--- Input data ---
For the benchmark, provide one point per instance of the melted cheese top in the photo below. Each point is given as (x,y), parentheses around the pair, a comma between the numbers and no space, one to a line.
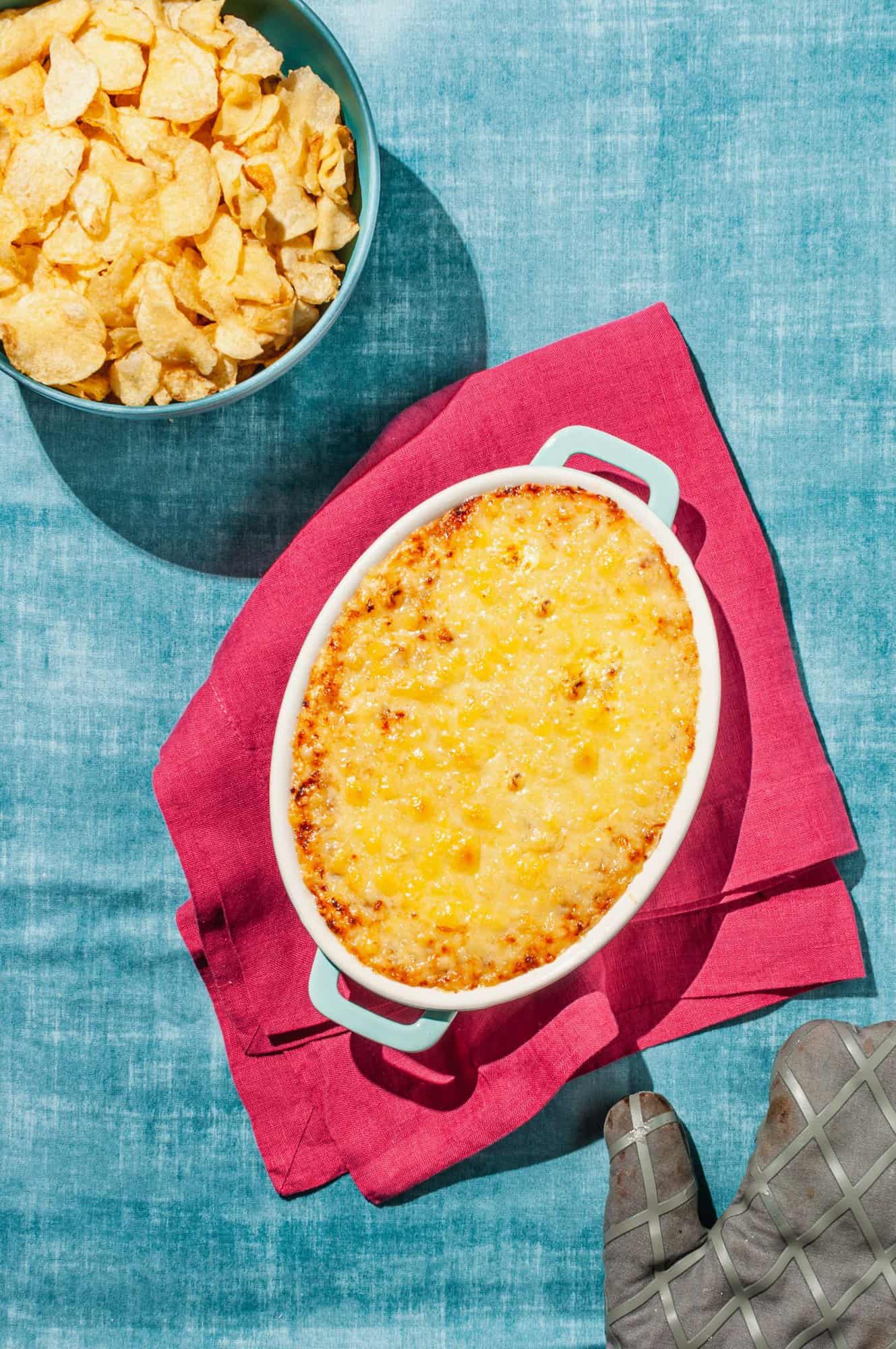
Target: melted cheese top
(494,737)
---
--- Input data ---
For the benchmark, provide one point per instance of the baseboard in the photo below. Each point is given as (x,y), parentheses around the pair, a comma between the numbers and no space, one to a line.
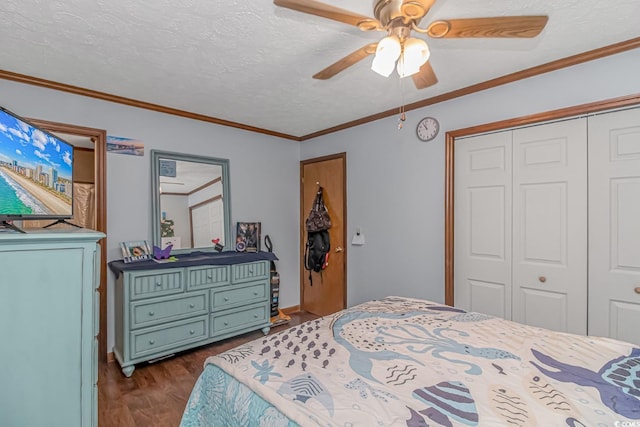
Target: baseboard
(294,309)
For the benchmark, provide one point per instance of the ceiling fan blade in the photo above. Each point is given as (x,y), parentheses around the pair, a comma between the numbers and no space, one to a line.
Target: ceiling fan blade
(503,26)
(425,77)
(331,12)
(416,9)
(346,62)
---
Stated exercise
State how many of the lines above contain the word "below", and reply with only that number.

Completed exercise
2